Copy each of the entries below word for word, line by line, with no changes.

> _DATA TO PROCESS_:
━━━━━━━━
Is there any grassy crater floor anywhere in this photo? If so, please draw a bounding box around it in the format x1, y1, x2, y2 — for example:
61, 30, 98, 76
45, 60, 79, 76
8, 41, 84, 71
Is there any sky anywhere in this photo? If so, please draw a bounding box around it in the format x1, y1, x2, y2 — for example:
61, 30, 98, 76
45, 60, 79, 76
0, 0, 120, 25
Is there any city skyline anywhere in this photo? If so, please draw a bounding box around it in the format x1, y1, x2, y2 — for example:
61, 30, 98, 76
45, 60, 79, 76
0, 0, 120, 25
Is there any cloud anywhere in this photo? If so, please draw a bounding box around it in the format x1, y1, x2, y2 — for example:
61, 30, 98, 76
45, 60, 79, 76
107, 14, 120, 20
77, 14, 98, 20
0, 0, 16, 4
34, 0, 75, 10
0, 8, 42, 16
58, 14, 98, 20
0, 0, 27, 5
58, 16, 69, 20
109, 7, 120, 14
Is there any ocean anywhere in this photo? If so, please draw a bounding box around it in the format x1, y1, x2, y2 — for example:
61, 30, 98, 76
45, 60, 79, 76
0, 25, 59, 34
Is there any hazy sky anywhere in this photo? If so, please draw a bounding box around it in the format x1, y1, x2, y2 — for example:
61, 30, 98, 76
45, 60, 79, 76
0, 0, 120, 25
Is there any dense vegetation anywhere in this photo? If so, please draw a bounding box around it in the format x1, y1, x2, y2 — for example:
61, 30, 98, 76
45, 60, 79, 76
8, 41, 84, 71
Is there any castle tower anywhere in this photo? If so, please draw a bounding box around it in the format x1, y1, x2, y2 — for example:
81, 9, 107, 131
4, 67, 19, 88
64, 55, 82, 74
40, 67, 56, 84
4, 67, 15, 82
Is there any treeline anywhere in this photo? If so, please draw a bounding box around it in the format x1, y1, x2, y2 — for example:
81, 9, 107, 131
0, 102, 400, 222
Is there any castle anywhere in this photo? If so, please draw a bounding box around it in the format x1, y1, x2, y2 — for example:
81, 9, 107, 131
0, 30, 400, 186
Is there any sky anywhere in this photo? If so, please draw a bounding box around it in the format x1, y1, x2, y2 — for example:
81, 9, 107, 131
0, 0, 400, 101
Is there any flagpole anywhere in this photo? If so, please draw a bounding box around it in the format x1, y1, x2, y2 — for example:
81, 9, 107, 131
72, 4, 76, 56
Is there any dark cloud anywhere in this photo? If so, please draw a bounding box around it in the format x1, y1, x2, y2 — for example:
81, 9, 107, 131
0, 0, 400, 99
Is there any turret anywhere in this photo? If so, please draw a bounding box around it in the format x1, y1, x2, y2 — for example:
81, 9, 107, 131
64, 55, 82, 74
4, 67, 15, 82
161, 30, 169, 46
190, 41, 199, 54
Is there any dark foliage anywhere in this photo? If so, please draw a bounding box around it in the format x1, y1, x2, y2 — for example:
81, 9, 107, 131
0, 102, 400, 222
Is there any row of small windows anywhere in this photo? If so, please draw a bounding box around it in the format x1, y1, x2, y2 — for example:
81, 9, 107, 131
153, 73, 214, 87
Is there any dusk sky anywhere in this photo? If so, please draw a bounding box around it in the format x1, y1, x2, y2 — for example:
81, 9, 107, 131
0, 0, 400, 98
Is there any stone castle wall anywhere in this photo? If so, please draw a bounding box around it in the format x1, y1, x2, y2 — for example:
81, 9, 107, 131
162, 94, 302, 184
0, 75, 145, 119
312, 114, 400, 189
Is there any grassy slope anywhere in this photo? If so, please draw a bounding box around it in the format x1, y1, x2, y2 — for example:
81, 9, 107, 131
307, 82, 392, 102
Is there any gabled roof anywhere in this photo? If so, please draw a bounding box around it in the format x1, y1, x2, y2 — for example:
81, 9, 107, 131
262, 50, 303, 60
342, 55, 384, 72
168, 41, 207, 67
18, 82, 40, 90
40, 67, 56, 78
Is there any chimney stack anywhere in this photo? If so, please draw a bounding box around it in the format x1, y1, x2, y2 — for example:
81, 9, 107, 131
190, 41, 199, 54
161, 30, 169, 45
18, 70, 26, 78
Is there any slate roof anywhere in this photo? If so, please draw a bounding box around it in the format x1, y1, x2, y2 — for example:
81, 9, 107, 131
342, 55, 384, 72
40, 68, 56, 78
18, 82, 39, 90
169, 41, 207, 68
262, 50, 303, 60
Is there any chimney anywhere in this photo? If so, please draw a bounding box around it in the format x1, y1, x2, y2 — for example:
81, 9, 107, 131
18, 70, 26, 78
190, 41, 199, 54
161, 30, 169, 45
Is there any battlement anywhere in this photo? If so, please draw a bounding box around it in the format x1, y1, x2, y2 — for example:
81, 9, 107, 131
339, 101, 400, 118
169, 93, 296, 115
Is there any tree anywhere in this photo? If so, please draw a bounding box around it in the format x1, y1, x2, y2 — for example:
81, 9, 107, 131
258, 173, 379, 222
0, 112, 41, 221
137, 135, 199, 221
━━━━━━━━
> _EXERCISE SOLUTION_:
Is there any grassy crater floor anywhere in this photo? If so, please draw a bounding box around it in the format x1, y1, x2, y2 — for example:
61, 30, 98, 76
45, 60, 79, 76
8, 41, 84, 71
Is there any sky anywhere in this photo? If so, please draw a bounding box around it in the format x1, y1, x2, y2 — for example:
61, 30, 98, 76
45, 60, 79, 76
0, 0, 120, 25
Is there any city skyline anywhere in this photo? If so, please draw a bounding box around it in the format x1, y1, x2, y2 — for example:
61, 30, 98, 76
45, 60, 79, 76
0, 0, 120, 25
Is there any cloud anywhere in this photo? If so, please draw a bounding box around it in the format x1, y1, x2, y2 — for example:
61, 30, 98, 76
45, 60, 79, 76
107, 14, 120, 20
77, 14, 98, 20
0, 0, 16, 4
34, 0, 75, 10
0, 8, 42, 16
58, 14, 98, 20
0, 0, 27, 5
58, 16, 69, 20
109, 7, 120, 14
Is there any ocean anywhere in this photo? If so, please draw a bounding box around it in the format x1, y1, x2, y2 — for example:
61, 30, 98, 76
45, 60, 79, 76
0, 25, 59, 34
Is there any hazy sky anywhere in this photo? If so, please draw a bounding box around it in the format x1, y1, x2, y2 — for example:
61, 30, 98, 76
45, 60, 79, 76
0, 0, 120, 25
Is there any dense vegetation anywhere in this photo? If so, please draw a bounding box around it in the format x1, y1, x2, y2 — for example:
61, 30, 98, 76
45, 60, 79, 76
8, 41, 84, 71
Is there any castle tower anywhere in this photo? If so, please draw a bounding box around it in the format x1, y1, x2, y2 — for example:
81, 9, 107, 131
4, 67, 19, 88
64, 55, 82, 74
40, 67, 56, 84
4, 67, 15, 82
Is there any treeline anywhere in this photo? If so, please draw a bounding box around it in the format x1, y1, x2, y2 — for example:
81, 9, 107, 131
0, 102, 400, 222
Is there any castle anywhere in this photo? If so, please draw a bounding box around it in the format x1, y1, x2, y2 — for example:
81, 9, 107, 131
0, 30, 400, 186
Is there any sky anywhere in this photo? If so, please draw a bounding box around it in the format x1, y1, x2, y2 — for example:
81, 9, 107, 131
0, 0, 400, 101
Is there any flagpole anywhere in this photo? If so, please draw a bounding box around it in the format x1, y1, x2, y2 — for example:
81, 9, 107, 131
72, 4, 76, 56
Is there any dark cloud anywhere in this photo? If so, please draw a bounding box around it in the format x1, y1, x2, y2 — for example:
81, 9, 107, 131
0, 0, 400, 99
Is there any turret anywhere in this photo? If so, please draw a bounding box around it in the format x1, y1, x2, y2 — for example:
81, 9, 107, 131
64, 55, 82, 74
4, 67, 15, 82
161, 30, 169, 46
190, 41, 199, 54
Is there any dark foliage anywhere in this photo? If so, please draw a bounding box around it in the format x1, y1, x2, y2 — for example:
81, 9, 107, 131
0, 102, 400, 222
Is there any row of small windows anywhere in this photo? If so, please draw a bounding box around it in the format x1, y1, x2, y2 — for example:
81, 9, 107, 131
153, 73, 214, 87
Is there any dusk sky anywhere in this photo? If so, please draw a bounding box around it in the format x1, y1, x2, y2 — for example:
81, 9, 107, 131
0, 0, 400, 98
Is there any stone castle wall anywhere in this photo? If so, please draw a bounding box around it in the format x1, y1, x2, y2 — for example:
81, 9, 107, 131
162, 94, 302, 184
0, 75, 145, 119
312, 114, 400, 189
Is there any grassy slope anywhere in this photo? If so, please draw a bounding box around it in the format x1, y1, x2, y2 — for example:
81, 9, 107, 131
307, 82, 392, 102
Is there any gabled roof anywhere in this photo? If so, please draw a bounding box around it in the format x1, y1, x2, y2 — for example:
81, 9, 107, 131
262, 50, 303, 60
342, 55, 384, 72
168, 41, 207, 67
18, 82, 40, 90
40, 67, 56, 78
Is there any chimney stack anywhere in this photo? If so, please draw a bounding box around it in the format x1, y1, x2, y2 — for example:
81, 9, 107, 131
190, 41, 199, 54
161, 30, 169, 45
18, 70, 26, 78
Is there any slate roof anywhere in this photo? If so, please draw a bounding box around it in the format x1, y1, x2, y2 — for example:
81, 9, 107, 131
342, 55, 384, 72
40, 68, 56, 78
18, 82, 39, 90
169, 41, 207, 68
262, 50, 303, 60
Is there any chimney anywhere in this photo? If so, please draw a bounding box around it in the format x1, y1, x2, y2 — for example:
81, 9, 107, 131
18, 70, 26, 78
190, 41, 199, 54
161, 30, 169, 45
Is there any battlement anywhere in this photo? If so, please draw a bounding box around it in the format x1, y1, x2, y2 — for example:
81, 9, 107, 131
339, 101, 400, 118
169, 93, 296, 115
Is there any tree anywhere in this photo? If so, please draw a bounding box around it in the format x1, y1, x2, y2 — for example:
81, 9, 107, 131
258, 173, 379, 222
0, 112, 41, 221
137, 135, 199, 221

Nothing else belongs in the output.